**Exercise brief:** An exact copy of each line below is needed, with no images in it.
============
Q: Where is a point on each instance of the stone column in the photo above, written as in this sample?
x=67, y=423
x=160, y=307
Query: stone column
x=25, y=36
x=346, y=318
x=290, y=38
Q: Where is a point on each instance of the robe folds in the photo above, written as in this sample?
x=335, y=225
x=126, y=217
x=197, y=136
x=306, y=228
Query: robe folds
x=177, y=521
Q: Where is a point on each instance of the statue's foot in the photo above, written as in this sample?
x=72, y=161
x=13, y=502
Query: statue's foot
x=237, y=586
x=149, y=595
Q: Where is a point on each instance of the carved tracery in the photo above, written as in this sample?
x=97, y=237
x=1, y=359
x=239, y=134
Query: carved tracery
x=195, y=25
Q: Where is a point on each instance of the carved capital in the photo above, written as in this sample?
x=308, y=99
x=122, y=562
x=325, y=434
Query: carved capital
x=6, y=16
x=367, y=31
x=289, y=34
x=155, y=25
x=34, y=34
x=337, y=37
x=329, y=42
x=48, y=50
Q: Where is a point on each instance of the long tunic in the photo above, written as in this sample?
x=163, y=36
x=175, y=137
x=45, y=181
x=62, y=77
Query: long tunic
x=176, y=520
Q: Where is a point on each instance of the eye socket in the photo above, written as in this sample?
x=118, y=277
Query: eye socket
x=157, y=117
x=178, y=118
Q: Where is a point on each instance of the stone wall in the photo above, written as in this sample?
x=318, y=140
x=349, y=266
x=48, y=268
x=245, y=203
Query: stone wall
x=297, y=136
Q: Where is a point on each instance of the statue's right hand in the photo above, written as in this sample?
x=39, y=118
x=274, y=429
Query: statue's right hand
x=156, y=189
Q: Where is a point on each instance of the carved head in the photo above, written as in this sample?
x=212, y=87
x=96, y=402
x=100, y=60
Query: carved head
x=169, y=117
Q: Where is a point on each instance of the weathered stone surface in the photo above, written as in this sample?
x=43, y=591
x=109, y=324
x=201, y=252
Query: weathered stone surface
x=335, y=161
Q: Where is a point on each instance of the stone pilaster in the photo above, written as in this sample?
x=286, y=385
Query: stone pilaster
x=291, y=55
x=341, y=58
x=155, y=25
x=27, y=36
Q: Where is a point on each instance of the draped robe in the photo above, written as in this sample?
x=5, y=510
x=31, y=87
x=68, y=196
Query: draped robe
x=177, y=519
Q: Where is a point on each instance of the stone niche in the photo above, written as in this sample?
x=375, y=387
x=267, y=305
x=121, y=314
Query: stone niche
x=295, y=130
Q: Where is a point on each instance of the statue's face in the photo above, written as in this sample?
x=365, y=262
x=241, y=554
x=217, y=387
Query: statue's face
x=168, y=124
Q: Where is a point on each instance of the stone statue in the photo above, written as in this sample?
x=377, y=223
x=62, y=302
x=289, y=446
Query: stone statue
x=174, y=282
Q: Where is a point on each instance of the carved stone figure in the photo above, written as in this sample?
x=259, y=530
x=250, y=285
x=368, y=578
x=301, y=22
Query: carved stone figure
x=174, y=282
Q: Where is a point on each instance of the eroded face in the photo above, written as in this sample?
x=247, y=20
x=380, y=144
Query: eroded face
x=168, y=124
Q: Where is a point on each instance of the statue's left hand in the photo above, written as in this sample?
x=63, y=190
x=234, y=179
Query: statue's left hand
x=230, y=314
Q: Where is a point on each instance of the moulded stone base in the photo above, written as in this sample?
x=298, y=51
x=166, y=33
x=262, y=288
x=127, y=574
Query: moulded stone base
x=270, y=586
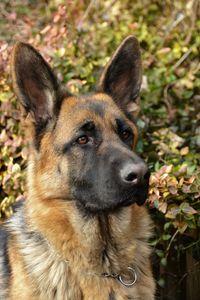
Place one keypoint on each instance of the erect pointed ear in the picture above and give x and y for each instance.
(121, 78)
(34, 82)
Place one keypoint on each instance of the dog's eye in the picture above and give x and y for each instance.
(82, 140)
(125, 134)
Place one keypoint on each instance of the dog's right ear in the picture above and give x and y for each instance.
(34, 83)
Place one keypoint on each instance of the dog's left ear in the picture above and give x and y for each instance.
(121, 78)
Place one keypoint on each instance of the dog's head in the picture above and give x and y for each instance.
(82, 146)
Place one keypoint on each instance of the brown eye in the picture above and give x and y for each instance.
(125, 134)
(82, 140)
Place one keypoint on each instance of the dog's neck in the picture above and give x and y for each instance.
(103, 243)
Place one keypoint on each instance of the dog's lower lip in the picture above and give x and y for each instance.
(127, 202)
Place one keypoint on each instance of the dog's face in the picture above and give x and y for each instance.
(82, 147)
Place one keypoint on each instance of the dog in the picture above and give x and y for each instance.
(82, 232)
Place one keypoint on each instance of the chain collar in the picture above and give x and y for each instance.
(132, 277)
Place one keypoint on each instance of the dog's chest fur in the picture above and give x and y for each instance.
(53, 277)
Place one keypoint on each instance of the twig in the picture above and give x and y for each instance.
(181, 60)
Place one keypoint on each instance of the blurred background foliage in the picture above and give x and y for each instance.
(77, 38)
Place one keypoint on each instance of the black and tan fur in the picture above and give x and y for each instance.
(83, 216)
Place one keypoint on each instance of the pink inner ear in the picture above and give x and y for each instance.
(38, 100)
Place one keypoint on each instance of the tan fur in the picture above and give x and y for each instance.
(55, 252)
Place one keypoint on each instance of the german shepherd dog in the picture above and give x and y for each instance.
(83, 231)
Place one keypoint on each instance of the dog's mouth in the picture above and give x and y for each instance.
(114, 205)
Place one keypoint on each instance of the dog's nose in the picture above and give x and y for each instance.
(134, 174)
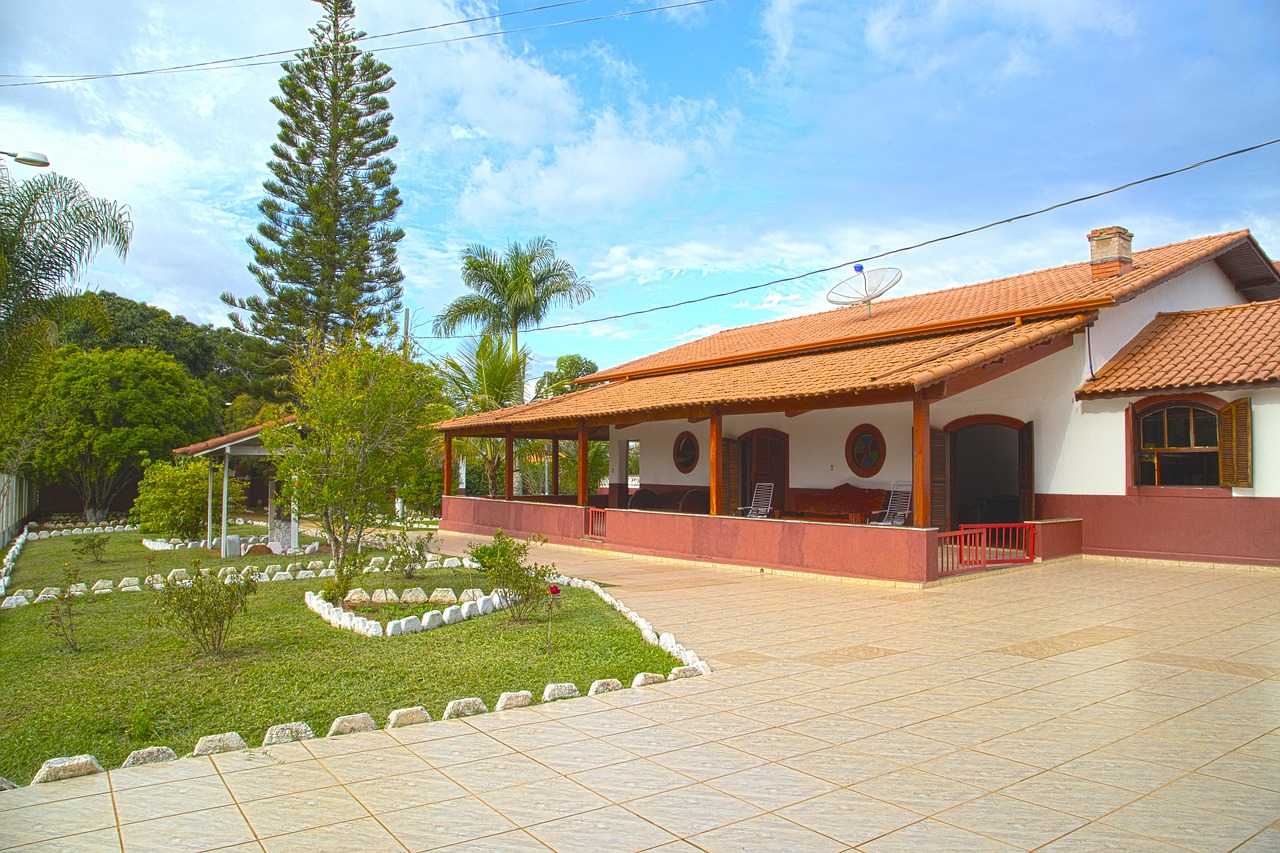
============
**Output for this exercise:**
Q: Where is a point on each instance of the stone column in the photo above, written as in this sample?
x=67, y=423
x=160, y=307
Query: stone column
x=25, y=36
x=346, y=318
x=290, y=38
Q: Where is a point on each instance of the robe folds in the photo above, written as in this sample?
x=335, y=225
x=126, y=217
x=197, y=136
x=306, y=228
Query: robe folds
x=177, y=521
Q: Where is a point on each instance of the statue's foot in the photo above, written as in this sample?
x=72, y=161
x=13, y=502
Query: statue's foot
x=237, y=586
x=149, y=595
Q: Where is a point on each instance of the carved tracery in the photo above, written as in this sample?
x=97, y=237
x=1, y=359
x=239, y=134
Query: carved tracery
x=195, y=25
Q: Where is a point on each instance of the carved capital in the photo above, written as in this sample?
x=308, y=99
x=122, y=562
x=325, y=434
Query: carved capital
x=6, y=16
x=367, y=31
x=289, y=34
x=155, y=25
x=34, y=34
x=337, y=37
x=329, y=42
x=48, y=50
Q: Where is a point on each instance of the long tunic in the photo above, written as in this sample?
x=163, y=36
x=175, y=137
x=45, y=181
x=62, y=77
Query: long tunic
x=176, y=520
Q: Where is a point on each instance of the eye socket in the photo above, written as in this sample?
x=118, y=277
Query: eye socket
x=157, y=117
x=178, y=118
Q: Where is a point on each instance of the stone wall in the photo above, written as in this sample?
x=318, y=140
x=349, y=266
x=48, y=268
x=245, y=203
Query: stone wall
x=297, y=136
Q: Where is a point on each instance of the statue's right hand in the photo above, written as in this sample?
x=39, y=118
x=274, y=429
Query: statue's right hand
x=156, y=189
Q: Where is a point on each instance of the carved head in the photo above, written as in this sample?
x=212, y=87
x=96, y=402
x=100, y=60
Query: carved head
x=169, y=117
Q: Where is a point on each instance of the weathered stone surface in the photo above, written as in this sample?
x=43, y=591
x=109, y=324
x=201, y=252
Query: weathered stone surface
x=335, y=161
Q: Where is a point on each instance of the stone pilaster in the photo above, written as in this sample?
x=286, y=385
Query: stone pilaster
x=291, y=55
x=341, y=58
x=155, y=25
x=27, y=36
Q: Where is a point on each instance of the draped robe in the photo above, written as in this sample?
x=5, y=510
x=31, y=87
x=68, y=196
Query: draped robe
x=177, y=519
Q: Where is a point on each instance of the stone niche in the photo above, written as in this sample?
x=375, y=387
x=267, y=305
x=121, y=314
Query: stone niche
x=295, y=130
Q: Where is a point on each instance of the statue's face in the photo above, written as in this sample?
x=365, y=262
x=241, y=554
x=217, y=387
Query: statue's face
x=168, y=124
Q: Where is a point on each instance of the stone statue in the photo above, written as in this sample?
x=377, y=223
x=62, y=302
x=289, y=446
Query: stone statue
x=174, y=282
Q: Where is a point on each instance of the carved stone figure in the photo above, written as in this sample?
x=259, y=530
x=250, y=285
x=368, y=578
x=301, y=22
Query: carved stone figure
x=174, y=282
Q: Where is a point on each instance of the eroded face in the photo above, written as in this sample?
x=247, y=20
x=380, y=144
Query: eroded face
x=168, y=124
Q: Where is a point on each instance of the statue's left hand in the photo above, written as in this sample?
x=63, y=190
x=234, y=179
Query: statue's left hand
x=230, y=314
Q: Where is a point on each instance of the moulded stone base in the photo above, written as in this sample?
x=298, y=51
x=166, y=33
x=262, y=288
x=127, y=574
Query: moulded stone base
x=270, y=586
Place one keypoint on each instance of the erect pointed ear in the picture above and give x and y for each instance.
(121, 78)
(34, 82)
Place one keypoint on each instance of the dog's eye in the picture above and give x and y for each instance.
(82, 140)
(125, 134)
Place one keypoint on each instance of the dog's right ear in the picture above and give x and y for each instance.
(34, 83)
Place one keypoint on each instance of the dog's left ear in the picture above and give x and y for each instance.
(121, 78)
Place one keypoint on each instance of the dog's head in the picture above and give x and y for each instance.
(82, 146)
Place one keypoint on each instance of the brown eye in the picture above and give x and y for each instance.
(125, 134)
(82, 140)
Place one keypoint on each instance of the dog's neck in the picture above and give x and y for each instance.
(103, 243)
Place one keypoint on each instance of the dog's lower lip in the picture above and give x and y for each instance.
(127, 202)
Place one keypoint on each instance of the dog's face in the picture above and give x and y for each instance.
(82, 147)
Place one keypoint on each instance of the dog in the picture above and give x and y for each instance.
(82, 232)
Place one keypoint on each instance of the chain collar in the picture above and give x and y for each instance.
(132, 277)
Place one keypoint on each instance of the dog's chest fur in the picture above and give x and y for each instance.
(53, 277)
Place one keypoint on each instance of the twig in the picture above and give x and y for each instance.
(181, 60)
Place one keypoint on each instance of the blurred background foliage in the picture above and give x and y for each instance.
(77, 38)
Place one keypoint on each instance of the black and tan fur in the picture above and give x and y for each instance.
(83, 216)
Place one keypoint on each instance of the pink inner ear in the picture above and give x and y for each instance.
(38, 100)
Place one keypoint on each instance of the tan fur in the picture above and give x and y for each instance.
(55, 252)
Place one keypoint on each instance of the german shepherd dog in the picture above and give x and y for each instance.
(83, 231)
Place one keypoint on each instance of the dog's mouth in the picture above and give x and y for each instance.
(114, 205)
Place one keypoint on each instance of the dog's nose in the picture above and give x and y for each instance.
(134, 174)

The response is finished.